After locating the line that contains "box: [0, 332, 230, 360]" in the data below, set down exactly that line and each one after it through the line that contains "358L227 357L174 322L1", and nothing more.

Segment Start: GIVEN DATA

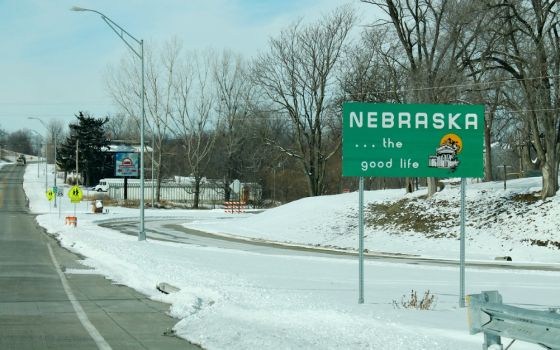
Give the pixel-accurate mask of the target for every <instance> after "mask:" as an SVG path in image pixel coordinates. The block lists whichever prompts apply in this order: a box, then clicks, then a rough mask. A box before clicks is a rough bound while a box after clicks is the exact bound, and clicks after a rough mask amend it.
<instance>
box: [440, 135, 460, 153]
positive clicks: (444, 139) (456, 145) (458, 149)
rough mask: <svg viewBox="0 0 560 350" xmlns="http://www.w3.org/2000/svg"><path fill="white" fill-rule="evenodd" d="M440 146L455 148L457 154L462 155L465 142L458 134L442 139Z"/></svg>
mask: <svg viewBox="0 0 560 350" xmlns="http://www.w3.org/2000/svg"><path fill="white" fill-rule="evenodd" d="M439 145H440V146H449V147H452V148H454V149H455V150H456V151H455V152H456V154H459V153H461V151H462V150H463V140H461V138H460V137H459V136H458V135H456V134H447V135H445V136H444V137H442V138H441V141H440V142H439Z"/></svg>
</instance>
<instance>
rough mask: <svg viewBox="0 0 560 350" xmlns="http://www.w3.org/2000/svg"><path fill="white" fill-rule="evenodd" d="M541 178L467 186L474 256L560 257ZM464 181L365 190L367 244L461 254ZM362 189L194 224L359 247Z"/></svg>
mask: <svg viewBox="0 0 560 350" xmlns="http://www.w3.org/2000/svg"><path fill="white" fill-rule="evenodd" d="M540 183H541V179H540V178H536V177H535V178H526V179H518V180H511V181H508V183H507V190H504V189H503V183H502V182H491V183H469V184H468V185H467V194H466V196H467V197H466V198H467V204H466V210H467V221H466V233H467V259H492V260H493V259H494V258H495V257H501V256H510V257H511V258H512V259H513V261H518V262H519V261H531V262H560V237H559V236H558V234H557V229H558V227H560V197H559V196H557V197H553V198H550V199H547V200H545V201H542V200H540V197H539V196H538V191H539V189H540ZM459 190H460V186H459V185H458V183H457V184H449V185H447V186H446V187H445V188H444V190H443V191H441V192H438V193H436V194H435V195H434V196H433V198H431V199H426V198H425V194H426V190H420V191H417V192H415V193H413V194H409V195H405V194H404V192H403V190H383V191H366V192H365V218H366V230H365V235H366V249H368V250H369V251H372V252H390V253H406V254H418V255H422V256H429V257H445V258H457V257H458V251H459V243H458V236H459V231H460V228H459V211H460V210H459V209H460V191H459ZM357 213H358V194H357V192H354V193H346V194H340V195H332V196H323V197H316V198H304V199H301V200H298V201H295V202H292V203H289V204H286V205H283V206H281V207H278V208H275V209H270V210H267V211H265V212H263V213H260V214H257V215H252V216H249V217H242V218H240V217H237V218H236V217H235V214H233V215H232V217H233V219H232V220H234V222H232V221H229V222H224V221H223V220H220V221H215V222H208V221H204V222H199V223H189V224H186V225H185V226H187V227H190V228H194V229H200V230H204V231H210V232H214V233H224V234H232V235H237V236H244V237H251V238H259V239H261V238H262V239H265V240H271V241H281V242H290V243H298V244H306V245H321V246H325V247H337V248H344V249H355V248H356V247H357V240H358V214H357Z"/></svg>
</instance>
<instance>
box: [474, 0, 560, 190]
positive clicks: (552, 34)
mask: <svg viewBox="0 0 560 350" xmlns="http://www.w3.org/2000/svg"><path fill="white" fill-rule="evenodd" d="M489 9H491V10H493V14H495V18H496V19H495V22H494V25H495V28H496V31H497V32H498V33H499V35H498V36H497V39H496V42H495V43H494V46H492V47H490V48H489V50H488V51H487V52H486V53H485V56H484V59H485V60H486V62H487V63H488V69H502V70H504V71H505V72H507V73H508V74H509V75H510V76H511V77H512V78H513V79H515V80H517V82H518V83H519V86H520V88H521V91H523V94H524V100H525V103H526V109H525V112H524V113H522V114H521V115H522V116H523V119H524V120H525V125H526V126H527V128H528V132H527V134H528V135H530V142H531V147H532V148H534V150H535V153H536V157H537V160H538V161H539V162H540V169H541V171H542V182H543V188H542V192H541V196H542V198H546V197H551V196H554V195H556V192H557V191H558V164H559V157H558V154H559V152H560V149H559V148H560V146H559V143H558V141H559V140H560V114H559V112H558V110H559V108H560V79H559V78H558V77H559V75H560V54H559V52H560V33H559V31H560V24H559V15H558V10H559V3H558V1H556V0H534V1H521V0H496V1H492V2H490V4H489Z"/></svg>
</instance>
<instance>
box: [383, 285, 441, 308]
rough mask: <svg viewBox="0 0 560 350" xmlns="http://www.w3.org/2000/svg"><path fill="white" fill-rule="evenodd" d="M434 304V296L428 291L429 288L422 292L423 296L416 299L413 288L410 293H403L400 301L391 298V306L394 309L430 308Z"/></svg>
mask: <svg viewBox="0 0 560 350" xmlns="http://www.w3.org/2000/svg"><path fill="white" fill-rule="evenodd" d="M435 306H436V296H435V295H434V294H432V293H430V290H427V291H426V292H424V296H423V297H422V298H421V299H418V294H417V293H416V291H415V290H414V289H413V290H411V291H410V295H409V296H408V298H407V296H406V295H403V296H402V298H401V301H400V302H397V301H396V300H393V307H395V308H396V309H400V308H404V309H416V310H432V309H433V308H434V307H435Z"/></svg>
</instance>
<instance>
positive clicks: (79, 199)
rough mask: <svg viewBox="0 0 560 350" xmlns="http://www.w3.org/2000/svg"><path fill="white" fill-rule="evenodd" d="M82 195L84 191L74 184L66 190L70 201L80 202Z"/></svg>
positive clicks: (80, 200) (78, 202) (81, 198)
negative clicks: (72, 186) (70, 187)
mask: <svg viewBox="0 0 560 350" xmlns="http://www.w3.org/2000/svg"><path fill="white" fill-rule="evenodd" d="M83 196H84V193H83V192H82V189H81V188H80V187H79V186H74V187H72V188H71V189H70V191H68V197H69V198H70V201H71V202H72V203H80V201H81V200H82V197H83Z"/></svg>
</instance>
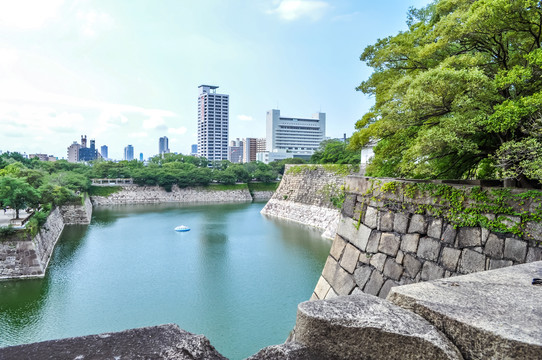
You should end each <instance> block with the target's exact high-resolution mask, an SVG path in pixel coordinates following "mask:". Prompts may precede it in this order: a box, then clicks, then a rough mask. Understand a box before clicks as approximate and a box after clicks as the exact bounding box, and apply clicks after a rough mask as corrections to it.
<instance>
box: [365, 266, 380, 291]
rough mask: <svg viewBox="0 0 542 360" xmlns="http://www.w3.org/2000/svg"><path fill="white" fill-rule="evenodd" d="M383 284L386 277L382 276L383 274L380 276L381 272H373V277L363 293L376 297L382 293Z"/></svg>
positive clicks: (365, 286)
mask: <svg viewBox="0 0 542 360" xmlns="http://www.w3.org/2000/svg"><path fill="white" fill-rule="evenodd" d="M383 284H384V277H383V276H382V274H380V272H378V271H373V273H372V274H371V277H370V278H369V281H368V282H367V284H365V287H364V288H363V292H364V293H366V294H370V295H374V296H376V295H378V293H379V292H380V289H381V288H382V285H383Z"/></svg>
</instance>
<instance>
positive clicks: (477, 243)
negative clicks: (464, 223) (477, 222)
mask: <svg viewBox="0 0 542 360" xmlns="http://www.w3.org/2000/svg"><path fill="white" fill-rule="evenodd" d="M457 241H458V244H459V247H460V248H464V247H469V246H480V245H482V230H481V229H480V228H460V229H459V233H458V234H457Z"/></svg>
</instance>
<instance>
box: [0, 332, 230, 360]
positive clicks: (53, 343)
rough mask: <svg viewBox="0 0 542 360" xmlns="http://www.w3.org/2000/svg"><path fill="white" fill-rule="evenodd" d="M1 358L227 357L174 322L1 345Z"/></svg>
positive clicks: (205, 342) (0, 353)
mask: <svg viewBox="0 0 542 360" xmlns="http://www.w3.org/2000/svg"><path fill="white" fill-rule="evenodd" d="M0 359H2V360H19V359H43V360H45V359H55V360H57V359H58V360H63V359H70V360H73V359H81V360H83V359H178V360H185V359H186V360H193V359H212V360H223V359H225V360H227V359H226V358H225V357H223V356H222V355H220V354H219V353H218V352H217V351H216V350H215V348H214V347H213V346H212V345H211V344H210V343H209V340H208V339H207V338H206V337H205V336H203V335H194V334H191V333H189V332H187V331H184V330H181V329H180V328H179V327H178V326H177V325H174V324H167V325H160V326H153V327H145V328H139V329H131V330H125V331H121V332H116V333H106V334H100V335H89V336H81V337H74V338H67V339H61V340H51V341H44V342H39V343H33V344H28V345H19V346H11V347H6V348H0Z"/></svg>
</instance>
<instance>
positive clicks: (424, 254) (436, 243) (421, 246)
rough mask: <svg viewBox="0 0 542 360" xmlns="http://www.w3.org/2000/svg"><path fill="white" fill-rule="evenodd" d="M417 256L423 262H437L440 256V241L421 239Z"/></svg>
mask: <svg viewBox="0 0 542 360" xmlns="http://www.w3.org/2000/svg"><path fill="white" fill-rule="evenodd" d="M417 255H418V257H419V258H422V259H425V260H431V261H437V260H438V257H439V255H440V241H438V240H436V239H432V238H430V237H423V238H421V239H420V243H419V244H418V252H417Z"/></svg>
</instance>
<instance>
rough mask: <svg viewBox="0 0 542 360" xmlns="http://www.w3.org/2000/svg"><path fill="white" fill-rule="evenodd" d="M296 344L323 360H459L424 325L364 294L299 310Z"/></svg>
mask: <svg viewBox="0 0 542 360" xmlns="http://www.w3.org/2000/svg"><path fill="white" fill-rule="evenodd" d="M295 341H296V342H298V343H301V344H302V345H305V346H306V347H308V348H310V349H311V350H312V351H314V352H316V353H318V354H320V355H321V356H322V357H323V358H326V359H330V358H331V359H373V360H377V359H406V360H408V359H462V357H461V354H460V353H459V351H458V350H457V348H456V347H455V346H454V345H453V344H452V343H451V342H450V341H449V340H448V339H446V337H444V336H443V335H442V334H441V333H440V332H439V331H438V330H436V328H435V327H433V326H432V325H431V324H429V323H428V322H427V321H426V320H424V319H423V318H421V317H420V316H418V315H416V314H414V313H412V312H410V311H406V310H404V309H401V308H400V307H398V306H395V305H393V304H391V303H390V302H388V301H386V300H384V299H380V298H378V297H375V296H371V295H367V294H360V295H351V296H341V297H338V298H335V299H332V300H325V301H322V300H317V301H310V302H304V303H301V304H299V306H298V310H297V322H296V332H295Z"/></svg>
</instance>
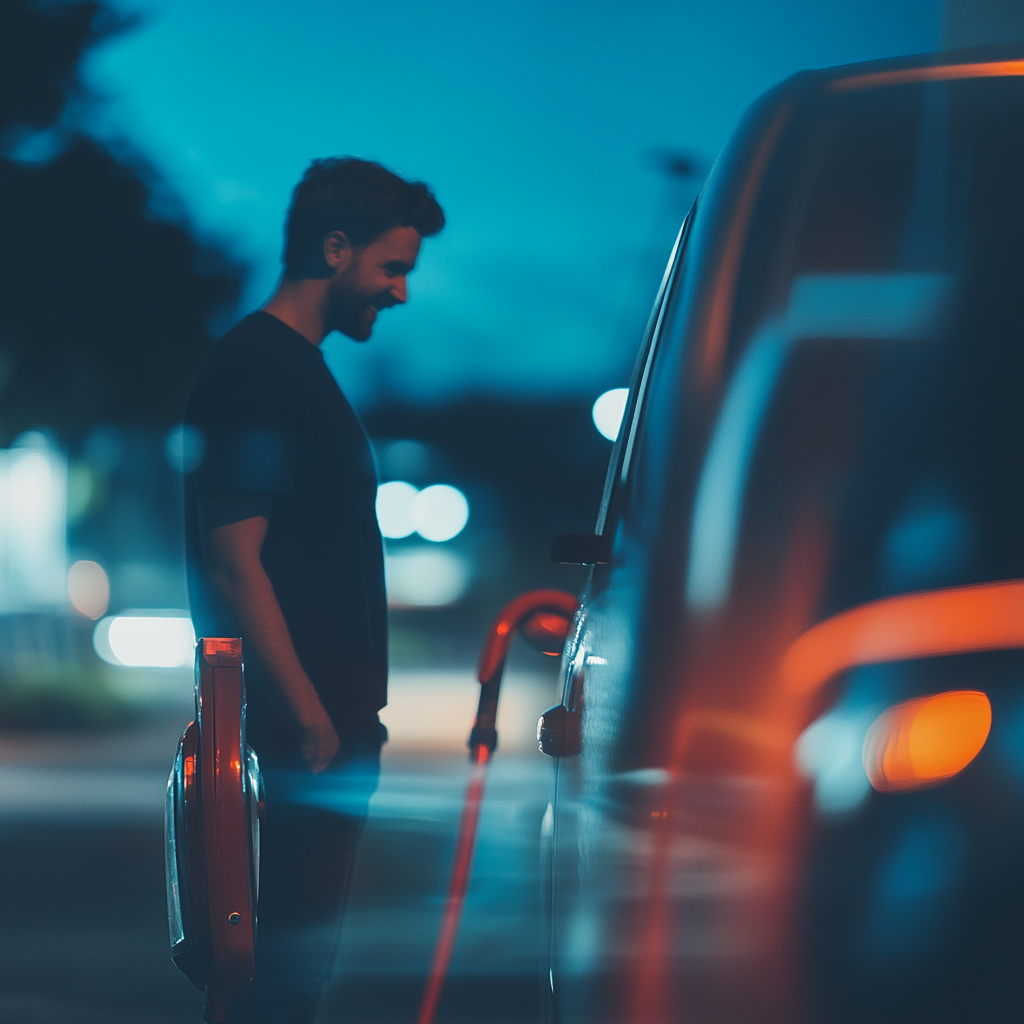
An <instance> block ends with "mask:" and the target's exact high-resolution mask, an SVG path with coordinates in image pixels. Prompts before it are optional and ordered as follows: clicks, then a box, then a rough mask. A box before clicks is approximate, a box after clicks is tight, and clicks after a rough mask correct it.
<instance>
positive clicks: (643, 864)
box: [550, 54, 1024, 1024]
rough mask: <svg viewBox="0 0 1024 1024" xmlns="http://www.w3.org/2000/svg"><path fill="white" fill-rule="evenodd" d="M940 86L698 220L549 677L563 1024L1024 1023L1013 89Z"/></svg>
mask: <svg viewBox="0 0 1024 1024" xmlns="http://www.w3.org/2000/svg"><path fill="white" fill-rule="evenodd" d="M930 59H931V62H929V60H930ZM946 59H947V60H948V61H949V62H948V65H943V63H941V61H940V58H919V59H918V60H916V62H915V61H904V62H903V63H900V62H890V63H887V65H882V66H879V65H877V66H873V67H872V66H867V67H862V68H853V69H836V70H833V71H830V72H823V73H820V74H817V75H808V76H804V77H801V78H798V79H796V80H794V81H792V82H791V83H788V84H786V85H785V86H783V87H782V88H780V89H779V90H776V91H775V92H773V93H772V94H770V95H769V96H767V97H766V98H765V99H764V100H763V101H762V102H760V103H759V104H758V105H757V106H756V108H755V109H754V111H753V112H752V114H751V115H750V117H749V119H748V121H746V122H745V123H744V125H742V126H741V128H740V130H739V131H738V132H737V135H736V137H735V138H734V140H733V141H732V143H730V148H729V150H728V151H727V153H726V154H725V155H724V157H723V158H722V159H721V160H720V162H719V164H718V165H717V167H716V171H715V174H714V175H713V178H712V180H711V182H710V183H709V185H708V187H707V188H706V190H705V193H703V195H702V197H701V200H700V209H699V213H698V215H697V216H696V217H695V219H694V224H693V230H692V233H691V236H690V237H689V238H688V240H687V253H686V259H685V261H684V263H683V265H681V268H680V271H679V272H678V274H677V279H676V281H675V283H674V286H673V289H672V291H671V293H670V294H669V297H668V302H667V303H666V305H665V308H664V312H663V314H662V316H660V322H662V327H660V332H659V335H658V339H657V346H656V348H655V349H654V352H653V357H652V359H651V361H650V370H649V372H648V374H647V384H646V387H645V390H644V395H643V401H642V402H640V403H638V404H635V407H634V413H633V417H634V418H633V420H632V421H631V428H630V429H631V434H632V437H633V440H632V443H631V442H630V441H629V440H623V441H622V444H621V447H620V450H618V452H617V453H616V455H617V458H618V460H620V461H618V463H617V464H616V465H615V466H614V467H613V470H612V472H613V474H614V475H613V478H612V480H611V483H610V486H609V488H608V489H607V490H606V515H605V521H604V522H603V524H602V525H603V536H604V538H605V539H606V544H607V547H606V549H605V557H604V559H603V560H604V562H605V564H598V565H595V568H594V571H593V574H592V579H591V583H590V586H589V588H588V590H587V593H586V595H585V598H584V602H583V607H582V610H581V613H580V616H579V620H578V623H577V628H575V632H574V634H573V636H572V638H571V640H570V643H569V644H568V646H567V648H566V654H565V658H564V663H563V669H564V683H565V692H564V695H563V705H564V707H565V709H566V712H567V713H569V714H574V715H578V717H579V723H578V725H579V728H578V733H579V744H578V746H579V752H578V753H577V750H575V748H572V749H570V750H567V751H566V754H567V755H568V756H566V757H563V758H561V759H560V760H559V764H558V768H557V792H556V801H555V807H554V810H553V814H552V817H551V831H552V845H553V848H554V854H553V870H552V884H551V888H552V894H553V895H552V912H553V919H554V924H553V928H552V934H553V938H552V956H551V968H550V969H551V978H552V982H551V984H550V988H551V990H552V992H553V998H552V1004H553V1007H554V1012H555V1013H556V1015H557V1019H558V1020H559V1021H561V1022H565V1024H567V1022H583V1021H587V1022H589V1024H593V1022H600V1021H616V1022H626V1021H629V1022H635V1024H660V1022H669V1021H673V1022H676V1021H682V1020H699V1021H707V1022H722V1024H726V1022H734V1021H735V1022H745V1021H750V1020H758V1021H779V1022H784V1024H795V1022H800V1021H803V1020H821V1021H829V1022H831V1021H836V1022H846V1021H850V1022H851V1024H852V1022H854V1021H859V1020H866V1019H871V1020H879V1021H905V1020H929V1021H949V1022H954V1021H968V1020H971V1021H978V1022H979V1024H980V1022H983V1021H989V1020H1012V1019H1016V1017H1018V1016H1019V1015H1020V1012H1021V1008H1022V1004H1024V998H1022V991H1021V986H1020V984H1019V975H1017V974H1015V971H1014V969H1012V968H1011V963H1012V958H1013V956H1015V955H1017V952H1016V950H1019V949H1020V948H1021V940H1022V932H1021V928H1020V925H1019V912H1018V910H1017V908H1018V907H1019V906H1020V900H1021V898H1022V886H1021V880H1020V872H1019V870H1015V869H1014V868H1012V867H1011V865H1012V864H1014V863H1017V862H1019V861H1020V859H1021V858H1022V857H1024V835H1022V830H1021V825H1020V822H1021V820H1022V818H1021V815H1020V801H1021V793H1022V792H1024V788H1022V787H1024V782H1022V779H1024V774H1022V773H1021V769H1020V761H1019V757H1018V758H1017V759H1016V760H1015V755H1014V754H1013V753H1012V751H1014V750H1017V749H1019V734H1020V733H1019V723H1020V721H1021V715H1022V712H1024V703H1022V697H1021V693H1022V691H1021V688H1020V679H1021V671H1022V660H1021V648H1022V647H1024V543H1022V542H1024V530H1022V528H1021V523H1022V522H1024V492H1022V481H1024V474H1022V473H1021V471H1020V467H1021V462H1020V458H1021V457H1020V453H1021V451H1024V415H1022V412H1024V404H1022V403H1021V402H1020V400H1019V395H1020V393H1021V391H1022V390H1024V364H1022V357H1024V349H1022V347H1021V345H1020V325H1021V324H1022V323H1024V310H1022V306H1021V302H1022V298H1024V293H1022V291H1021V289H1020V285H1019V269H1020V266H1021V239H1022V238H1024V220H1022V217H1024V209H1022V203H1021V193H1020V188H1019V181H1020V180H1021V178H1024V131H1022V130H1021V126H1022V123H1024V78H1022V77H1021V68H1022V67H1024V66H1022V65H1021V61H1020V58H1019V54H1018V55H1017V57H1016V62H1015V61H1014V60H1009V59H1008V58H1007V57H1006V55H1005V54H995V55H993V56H992V57H991V59H990V60H989V62H988V63H986V62H985V60H984V59H982V56H979V55H975V58H974V59H972V61H970V62H961V63H957V62H956V61H955V60H952V59H951V58H946ZM937 61H938V62H937ZM634 390H635V392H636V393H638V392H639V389H638V388H637V387H636V386H635V387H634ZM633 424H635V429H634V427H633ZM627 452H629V455H628V456H627ZM567 733H568V734H574V733H572V731H571V730H567ZM913 737H916V738H913ZM923 737H927V739H925V738H923ZM1015 737H1016V738H1015ZM922 743H923V744H924V745H921V744H922ZM1015 744H1016V745H1015ZM914 751H916V752H918V753H916V754H915V753H914ZM923 752H925V753H923Z"/></svg>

Segment End: GIVEN DATA

> _SOLUTION TO THIS TASK_
box: [0, 332, 230, 360]
positive clicks: (53, 343)
rough mask: <svg viewBox="0 0 542 360" xmlns="http://www.w3.org/2000/svg"><path fill="white" fill-rule="evenodd" d="M1 358L227 357L174 322L1 345Z"/></svg>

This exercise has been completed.